**Supplied passage**
————
# Why has the St George's thread been moved?



## Hitchington (23 Apr 2021)

It was in the Cafe but now is in the "other" forum. I wanted to post some mildly interesting information about England's original saint but now I can't. Please explain, mods?


----------



## Darius_Jedburgh (23 Apr 2021)

Hitchington said:


> Please explain, mods?


There is more chance of lockdown restrictions being totally lifted in June than any explanation being forthcoming.


----------



## Hitchington (23 Apr 2021)

I'm hoping it will get moved back, so I can share my mildly interesting information.


----------



## HobbesOnTour (23 Apr 2021)

In the forum rules it is asked that Mod decisions are not questioned publicly.


----------



## Hitchington (23 Apr 2021)

I'm merely asking for support so I can post my mildly interesting information about England's original saint.


----------



## Landsurfer (23 Apr 2021)

Surely the Patron Saint of England could not possibly cause offence to anyone ?


----------



## Landsurfer (23 Apr 2021)

HobbesOnTour said:


> In the forum rules it is asked that Mod decisions are not questioned publicly.


So Boris and Hancock are our mods !!  !!


----------



## Darius_Jedburgh (23 Apr 2021)

Nobody is questioning the decision, merely asking for an explanation.


----------



## PeteXXX (23 Apr 2021)

Things like this just aren't British, don't you know!!


----------



## Sharky (23 Apr 2021)

Hope this thread doesn't drag on.


----------



## MontyVeda (23 Apr 2021)
————
**Objectives**
1. From the forum thread, extract the passage that begins at "Nobody is questioning" and ends at "don't you know!!", copied word for word.
2. Extract each line of the records that contains the string "WHERE", copying every such line in full.

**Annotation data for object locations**
————
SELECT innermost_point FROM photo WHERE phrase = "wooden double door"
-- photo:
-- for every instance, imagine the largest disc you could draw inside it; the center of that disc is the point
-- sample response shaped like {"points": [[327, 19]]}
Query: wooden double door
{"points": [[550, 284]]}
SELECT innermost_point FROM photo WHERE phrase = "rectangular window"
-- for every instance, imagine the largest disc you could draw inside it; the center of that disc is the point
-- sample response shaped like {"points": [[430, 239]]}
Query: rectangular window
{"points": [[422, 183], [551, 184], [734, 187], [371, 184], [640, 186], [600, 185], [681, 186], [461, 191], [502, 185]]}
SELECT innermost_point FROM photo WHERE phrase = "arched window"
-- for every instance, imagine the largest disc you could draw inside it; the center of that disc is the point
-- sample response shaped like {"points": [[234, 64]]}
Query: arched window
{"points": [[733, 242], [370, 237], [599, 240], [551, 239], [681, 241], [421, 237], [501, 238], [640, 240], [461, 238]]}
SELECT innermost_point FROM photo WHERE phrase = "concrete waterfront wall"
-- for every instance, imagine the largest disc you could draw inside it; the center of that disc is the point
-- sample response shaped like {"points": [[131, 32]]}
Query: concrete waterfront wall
————
**The solutions**
1.
Nobody is questioning the decision, merely asking for an explanation.


----------



## PeteXXX (23 Apr 2021)

Things like this just aren't British, don't you know!!

2.
SELECT innermost_point FROM photo WHERE phrase = "wooden double door"
SELECT innermost_point FROM photo WHERE phrase = "rectangular window"
SELECT innermost_point FROM photo WHERE phrase = "arched window"
SELECT innermost_point FROM photo WHERE phrase = "concrete waterfront wall"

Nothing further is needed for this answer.